→ BRIEF
Output the lines of the listing below as a numbered list, starting at its first line and ending at the line that contains "pixel 300 124", including both ends and leaving out blank lines.

→ RECORDS TO PROCESS
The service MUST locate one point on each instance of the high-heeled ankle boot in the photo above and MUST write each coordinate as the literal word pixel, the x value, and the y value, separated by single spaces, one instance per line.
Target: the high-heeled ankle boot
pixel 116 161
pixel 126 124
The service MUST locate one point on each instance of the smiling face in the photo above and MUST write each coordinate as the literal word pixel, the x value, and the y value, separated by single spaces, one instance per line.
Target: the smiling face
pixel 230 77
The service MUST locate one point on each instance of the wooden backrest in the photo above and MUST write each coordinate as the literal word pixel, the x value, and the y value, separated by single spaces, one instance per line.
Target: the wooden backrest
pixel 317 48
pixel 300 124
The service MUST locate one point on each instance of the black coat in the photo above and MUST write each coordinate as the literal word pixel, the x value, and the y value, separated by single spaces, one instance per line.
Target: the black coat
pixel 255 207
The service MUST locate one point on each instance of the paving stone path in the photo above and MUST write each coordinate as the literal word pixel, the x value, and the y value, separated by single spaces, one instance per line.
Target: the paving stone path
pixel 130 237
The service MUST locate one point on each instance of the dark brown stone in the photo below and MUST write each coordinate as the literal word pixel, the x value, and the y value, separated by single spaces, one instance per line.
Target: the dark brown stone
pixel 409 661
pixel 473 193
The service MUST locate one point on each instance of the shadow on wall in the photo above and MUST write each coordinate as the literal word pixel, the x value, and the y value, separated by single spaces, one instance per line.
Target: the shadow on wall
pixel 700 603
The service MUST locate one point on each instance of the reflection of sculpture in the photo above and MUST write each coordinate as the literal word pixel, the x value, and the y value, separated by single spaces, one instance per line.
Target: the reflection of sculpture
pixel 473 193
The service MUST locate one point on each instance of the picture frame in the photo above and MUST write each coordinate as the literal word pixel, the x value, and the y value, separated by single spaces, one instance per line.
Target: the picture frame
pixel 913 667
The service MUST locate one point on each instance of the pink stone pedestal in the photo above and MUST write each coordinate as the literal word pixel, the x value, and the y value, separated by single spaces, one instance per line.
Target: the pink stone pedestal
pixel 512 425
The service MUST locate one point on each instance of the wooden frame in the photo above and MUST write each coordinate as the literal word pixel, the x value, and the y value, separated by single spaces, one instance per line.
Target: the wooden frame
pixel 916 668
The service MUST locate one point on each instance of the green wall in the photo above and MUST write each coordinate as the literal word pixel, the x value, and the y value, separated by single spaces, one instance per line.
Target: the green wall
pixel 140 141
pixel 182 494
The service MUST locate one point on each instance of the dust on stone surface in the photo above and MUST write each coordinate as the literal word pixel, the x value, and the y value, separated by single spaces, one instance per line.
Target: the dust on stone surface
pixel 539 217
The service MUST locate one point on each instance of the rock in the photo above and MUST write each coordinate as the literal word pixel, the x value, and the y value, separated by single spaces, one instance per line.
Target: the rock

→ OUTPUT OF THE TASK
1. The service MUST locate one point on each instance of the high-heeled ankle boot in the photo above and MUST write each coordinate as the literal word pixel, the x value, and the y value, separated by single spaces, one instance per line.
2. Target: the high-heeled ankle boot
3. pixel 116 161
4. pixel 126 124
5. The service MUST locate one point on each instance of the smiling face in the photo above and MUST write each coordinate as the literal word pixel, the x value, and the y value, separated by single spaces, one instance per line.
6. Target: the smiling face
7. pixel 230 77
8. The service MUST locate one point on each instance of the wooden backrest in the photo above and MUST write each coordinate as the literal word pixel, the x value, and the y value, separated by single spaces, one instance per line.
9. Target: the wooden backrest
10. pixel 317 48
11. pixel 300 124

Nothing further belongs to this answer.